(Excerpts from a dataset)
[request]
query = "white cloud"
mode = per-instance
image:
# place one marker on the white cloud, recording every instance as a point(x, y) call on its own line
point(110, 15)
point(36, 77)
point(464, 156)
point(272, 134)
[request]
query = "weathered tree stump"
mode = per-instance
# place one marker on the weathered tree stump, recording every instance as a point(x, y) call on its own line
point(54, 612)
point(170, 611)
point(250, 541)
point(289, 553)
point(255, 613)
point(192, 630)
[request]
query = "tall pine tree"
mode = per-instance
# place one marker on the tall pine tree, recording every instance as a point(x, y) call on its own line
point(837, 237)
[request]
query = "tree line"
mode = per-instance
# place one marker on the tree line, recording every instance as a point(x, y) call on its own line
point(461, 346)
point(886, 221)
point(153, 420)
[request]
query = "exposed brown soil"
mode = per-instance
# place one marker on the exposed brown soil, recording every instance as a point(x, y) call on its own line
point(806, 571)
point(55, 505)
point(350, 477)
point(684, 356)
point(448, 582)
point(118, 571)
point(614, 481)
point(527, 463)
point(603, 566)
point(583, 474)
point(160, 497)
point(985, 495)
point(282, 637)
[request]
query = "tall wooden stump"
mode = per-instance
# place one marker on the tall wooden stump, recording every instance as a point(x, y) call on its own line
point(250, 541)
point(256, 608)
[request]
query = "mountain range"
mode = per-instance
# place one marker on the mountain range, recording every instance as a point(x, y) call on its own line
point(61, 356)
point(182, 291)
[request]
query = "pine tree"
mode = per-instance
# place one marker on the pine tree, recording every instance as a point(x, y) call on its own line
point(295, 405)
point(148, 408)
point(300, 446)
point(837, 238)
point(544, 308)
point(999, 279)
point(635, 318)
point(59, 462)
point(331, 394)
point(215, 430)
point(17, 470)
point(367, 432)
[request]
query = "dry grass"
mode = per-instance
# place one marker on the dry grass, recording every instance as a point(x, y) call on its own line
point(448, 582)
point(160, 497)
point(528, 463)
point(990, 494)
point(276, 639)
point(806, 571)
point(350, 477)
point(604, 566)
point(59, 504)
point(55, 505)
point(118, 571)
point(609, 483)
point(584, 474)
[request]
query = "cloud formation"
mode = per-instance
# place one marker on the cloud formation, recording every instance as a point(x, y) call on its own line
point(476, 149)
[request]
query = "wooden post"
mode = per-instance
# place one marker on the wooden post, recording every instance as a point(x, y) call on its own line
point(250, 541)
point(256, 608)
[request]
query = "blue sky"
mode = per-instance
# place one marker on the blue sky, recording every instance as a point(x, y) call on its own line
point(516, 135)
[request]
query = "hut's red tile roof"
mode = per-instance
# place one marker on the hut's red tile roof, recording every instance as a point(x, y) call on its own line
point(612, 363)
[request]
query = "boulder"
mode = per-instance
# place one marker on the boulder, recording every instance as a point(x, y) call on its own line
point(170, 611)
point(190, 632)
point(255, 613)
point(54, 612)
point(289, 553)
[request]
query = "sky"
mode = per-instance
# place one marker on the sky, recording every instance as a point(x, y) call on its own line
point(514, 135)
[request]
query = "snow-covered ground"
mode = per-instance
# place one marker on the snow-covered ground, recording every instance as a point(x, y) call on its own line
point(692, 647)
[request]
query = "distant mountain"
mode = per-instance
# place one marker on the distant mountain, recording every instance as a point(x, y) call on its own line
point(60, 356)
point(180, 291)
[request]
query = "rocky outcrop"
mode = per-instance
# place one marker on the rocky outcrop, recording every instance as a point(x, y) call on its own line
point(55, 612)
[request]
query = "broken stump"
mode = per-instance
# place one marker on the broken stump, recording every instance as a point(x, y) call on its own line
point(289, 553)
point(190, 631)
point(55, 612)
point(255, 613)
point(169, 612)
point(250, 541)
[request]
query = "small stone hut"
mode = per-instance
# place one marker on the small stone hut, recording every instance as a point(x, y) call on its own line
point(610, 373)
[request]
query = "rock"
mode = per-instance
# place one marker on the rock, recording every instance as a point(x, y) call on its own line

> _What is required_: Output the entries above exactly, please, with nothing dropped.

> _Reply to the exercise_:
[request]
query = "white cloud"
mode = per-instance
image:
# place one marker on the white cloud, recording every instance as a point(x, y) call on its own line
point(110, 15)
point(36, 77)
point(464, 156)
point(272, 134)
[request]
query = "weathered tree stump"
mode = per-instance
# place one marker on the weathered tree stump, recording every instance as a point(x, y) call on its own line
point(54, 612)
point(170, 611)
point(250, 541)
point(289, 553)
point(255, 613)
point(192, 630)
[request]
query = "tall pine tree"
mode = per-instance
# place one marker on the tall pine tree, recording every instance as a point(x, y) call on its own line
point(837, 237)
[request]
query = "tree line"
mode = per-instance
# place one marker on the tree line, recording every instance as a point(x, y) call on its own line
point(461, 346)
point(886, 221)
point(153, 420)
[request]
query = "exposed brown soil"
mode = per-instance
# place one marker on the exposed brown soil, recording every instance as a point(x, y) call on its own line
point(806, 571)
point(55, 505)
point(350, 477)
point(684, 356)
point(448, 582)
point(118, 571)
point(614, 481)
point(527, 463)
point(603, 566)
point(583, 474)
point(160, 497)
point(985, 495)
point(282, 637)
[request]
query = "tall wooden stump"
mode = per-instance
# place one marker on the tall wooden stump, recording every instance as a point(x, y) call on its own line
point(250, 541)
point(256, 608)
[request]
query = "mountain range"
mode = per-instance
# place one marker on the mountain range, recording every instance as a point(x, y) call on its own line
point(61, 356)
point(182, 291)
[request]
query = "pine tree"
mode = per-instance
# place one marker on the pine tree, recording every instance as a point(x, y) call on its own line
point(295, 405)
point(148, 408)
point(300, 446)
point(837, 238)
point(544, 308)
point(999, 279)
point(635, 318)
point(59, 462)
point(331, 394)
point(215, 430)
point(17, 470)
point(367, 432)
[request]
query = "dry grass"
mode = per-instance
# place one marker on the dry grass, recording every instance as a point(x, y) call on its own line
point(448, 582)
point(160, 497)
point(528, 463)
point(990, 494)
point(276, 639)
point(806, 571)
point(350, 477)
point(604, 566)
point(59, 504)
point(55, 505)
point(118, 571)
point(609, 483)
point(584, 474)
[request]
query = "cloud formation"
mode = per-instance
# place one marker on the cloud formation, recording every instance as a point(x, y) call on its own line
point(476, 149)
[request]
query = "wooden post"
mode = per-instance
# place one marker on the wooden post, recording every instance as a point(x, y) call on its own line
point(250, 541)
point(256, 608)
[request]
query = "blue sky"
mode = per-instance
# place one marker on the blue sky, recording every instance as a point(x, y) call on its own line
point(516, 135)
[request]
query = "hut's red tile roof"
mode = per-instance
# place one marker on the hut's red tile roof, recording every instance as a point(x, y) call on its own line
point(612, 363)
[request]
query = "boulder"
mode = per-instance
# place one marker on the boulder, recording every instance as a point(x, y) call on its own line
point(170, 611)
point(190, 632)
point(255, 613)
point(54, 612)
point(289, 553)
[request]
query = "sky"
mode = per-instance
# place one marker on the sky, recording every instance as a point(x, y) call on its own line
point(514, 135)
[request]
query = "snow-covered ground"
mode = per-instance
# place one marker on the snow-covered ground, recording every instance as a point(x, y) call on its own line
point(692, 647)
[request]
query = "distant mountain"
mode = per-instance
# place one marker on the distant mountain, recording every instance as a point(x, y) call on its own line
point(60, 356)
point(180, 291)
[request]
query = "rocky outcrop"
mode = per-instance
# place one marker on the rocky outcrop, recording every instance as a point(x, y) call on its own line
point(55, 612)
[request]
query = "broken stump"
mode = per-instance
# place one marker on the broken stump, recording every instance as a point(x, y) call on its own line
point(289, 553)
point(190, 631)
point(55, 612)
point(255, 613)
point(169, 612)
point(250, 541)
[request]
query = "small stone hut"
mode = per-instance
# place one marker on the small stone hut, recording every instance as a point(x, y) call on its own line
point(610, 373)
[request]
query = "rock"
mode = per-instance
# place one marker on the rock, recording every instance as a point(x, y) call on its own line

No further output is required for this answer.